------ Article

Read reviews for the Looksha IV by Necky Kayak as submitted by your fellow paddlers. All of the reviews are created and written by paddlers like you, so be sure to submit your own review and be part of the community!
What I love most about my Looksha is how easily it carves a turn in any seas, takes crosswinds, following seas and provides great initial and secondary stability. Tracks nicely and cuts through heavy kelp with ease because it has a knife-edge bow. I've paddled it fully-loaded in 5' seas and 30kt winds, yet love it as well for calm after-work jaunts in the Seattle Ship canal. It's easy to handle off the water too, with great carry balance.
Care about dry hatches? These beat any I've tried including the harder-to-seal rubber ones found on most boats. They are neoprene under fiberglass with great pressure straps. The front hatch cover doubles as my prep tray at camp because I added into the lid a piece of flexible cutting sheet.
Like I said, on flat water is is quite fast and the flip-down/flip-up rudder is more than adequate to deal with any wind or tendency to weathercock (of which I've experienced very little.)

------------
------ Data listing

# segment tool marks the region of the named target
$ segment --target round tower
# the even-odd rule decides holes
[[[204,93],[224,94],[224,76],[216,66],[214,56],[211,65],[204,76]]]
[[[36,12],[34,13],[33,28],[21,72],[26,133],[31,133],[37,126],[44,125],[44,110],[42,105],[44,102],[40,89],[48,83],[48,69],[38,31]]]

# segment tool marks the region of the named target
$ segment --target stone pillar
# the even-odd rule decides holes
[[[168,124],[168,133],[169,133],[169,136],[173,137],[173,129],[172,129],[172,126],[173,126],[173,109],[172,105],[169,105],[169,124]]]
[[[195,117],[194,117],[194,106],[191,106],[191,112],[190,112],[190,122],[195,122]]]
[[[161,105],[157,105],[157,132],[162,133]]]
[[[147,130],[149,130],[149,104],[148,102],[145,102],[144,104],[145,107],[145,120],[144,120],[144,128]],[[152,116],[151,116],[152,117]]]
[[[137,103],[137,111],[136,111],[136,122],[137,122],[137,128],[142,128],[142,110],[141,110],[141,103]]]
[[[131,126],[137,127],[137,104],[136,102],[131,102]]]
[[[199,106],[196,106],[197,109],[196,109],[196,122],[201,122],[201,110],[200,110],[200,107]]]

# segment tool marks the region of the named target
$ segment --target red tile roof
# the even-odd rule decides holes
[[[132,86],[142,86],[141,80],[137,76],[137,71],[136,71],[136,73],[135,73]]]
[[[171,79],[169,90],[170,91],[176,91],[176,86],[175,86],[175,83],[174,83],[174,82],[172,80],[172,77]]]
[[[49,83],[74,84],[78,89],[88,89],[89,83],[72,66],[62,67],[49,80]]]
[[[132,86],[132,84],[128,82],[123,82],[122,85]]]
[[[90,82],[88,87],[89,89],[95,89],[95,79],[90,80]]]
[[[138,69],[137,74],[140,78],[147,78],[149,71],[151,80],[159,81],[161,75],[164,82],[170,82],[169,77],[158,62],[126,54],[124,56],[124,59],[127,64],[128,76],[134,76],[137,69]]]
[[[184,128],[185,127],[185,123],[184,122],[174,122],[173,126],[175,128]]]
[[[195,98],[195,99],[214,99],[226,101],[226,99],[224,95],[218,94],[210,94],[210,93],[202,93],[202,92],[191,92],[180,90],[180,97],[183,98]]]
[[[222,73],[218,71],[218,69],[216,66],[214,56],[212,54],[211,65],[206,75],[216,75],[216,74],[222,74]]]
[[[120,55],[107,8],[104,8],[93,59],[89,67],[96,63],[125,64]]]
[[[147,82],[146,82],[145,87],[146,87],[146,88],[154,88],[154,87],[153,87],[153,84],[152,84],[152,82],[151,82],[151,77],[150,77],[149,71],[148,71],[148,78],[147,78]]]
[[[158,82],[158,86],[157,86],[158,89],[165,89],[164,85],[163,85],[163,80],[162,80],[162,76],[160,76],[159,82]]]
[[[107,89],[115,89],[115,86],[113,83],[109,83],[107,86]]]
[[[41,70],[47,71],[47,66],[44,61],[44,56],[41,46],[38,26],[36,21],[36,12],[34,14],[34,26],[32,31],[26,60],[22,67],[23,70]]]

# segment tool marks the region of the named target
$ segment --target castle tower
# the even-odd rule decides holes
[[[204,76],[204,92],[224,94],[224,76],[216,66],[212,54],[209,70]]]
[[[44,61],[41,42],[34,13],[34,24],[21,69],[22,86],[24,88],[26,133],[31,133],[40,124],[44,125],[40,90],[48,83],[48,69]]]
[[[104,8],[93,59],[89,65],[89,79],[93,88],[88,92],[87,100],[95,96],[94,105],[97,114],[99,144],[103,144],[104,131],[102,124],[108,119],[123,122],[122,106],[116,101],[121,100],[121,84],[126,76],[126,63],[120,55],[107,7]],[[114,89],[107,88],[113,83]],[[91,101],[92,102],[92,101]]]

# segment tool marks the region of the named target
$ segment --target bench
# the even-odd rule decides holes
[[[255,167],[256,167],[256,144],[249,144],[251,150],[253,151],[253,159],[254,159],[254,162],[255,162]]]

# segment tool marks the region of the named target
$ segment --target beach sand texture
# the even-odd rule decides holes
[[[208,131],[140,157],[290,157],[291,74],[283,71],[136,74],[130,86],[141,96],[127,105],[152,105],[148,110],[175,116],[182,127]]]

------------

• [Required tasks]
A) Reproduce the passage of the kayak review that opens with "Care about dry" and closes with "flexible cutting sheet.".
B) Carry on writing the kayak review from its last sentence.

• [Answers to each task]
A)
Care about dry hatches? These beat any I've tried including the harder-to-seal rubber ones found on most boats. They are neoprene under fiberglass with great pressure straps. The front hatch cover doubles as my prep tray at camp because I added into the lid a piece of flexible cutting sheet.

B)
What I found most surprising about the boat is how well it actually handles flowing water. I've raced it on Class II+ rivers and it is quite maneuverable for a 17' foot boat because it has a surprising amount of rocker for an ocean kayak. With the rudder up, it just seems to automatically find the best line to run through rapids. It is like it has a mind of its own and just knows where to take you downriver.
The deck rigging is great for holding that gear that you want to keep close at hand and it is nice to have a rudder that you can put down or lift up while paddling by simply pulling on a rope one direction or the other.
I own and have owned many kayaks but this is one I plan to hold onto because it is just so versatile. When the water gets choppy in a large bay or in the ocean this is the boat I feel safest in because of its stability yet it still feels sleek and fast.
If you can find one in good shape buy it. You will not be disappointed.
The Looksha has been a great boat for me. It fits my 5'11", 190 frame well. It holds up well to abuse and once you learn its quirks a pleasure to paddle. The only paddling issue is a tendency to weathercock in a light quartering wind. This is easily corrected by the rudder or if the winds are constant by leaning. It handles very well when leaned. A peculiar and reassuring trait is that the rougher the weather the better the boat handles and the more stable it feels. It plows through the waves like a U-boat. Chop, waves... it seems to relish them. Decent speed for plastic (ask the angry moose) and the storage has been more than adequate for 4 night trips. Knocked off a point because fit and finish are better on some similar boats. Pick one up if you can find a used one.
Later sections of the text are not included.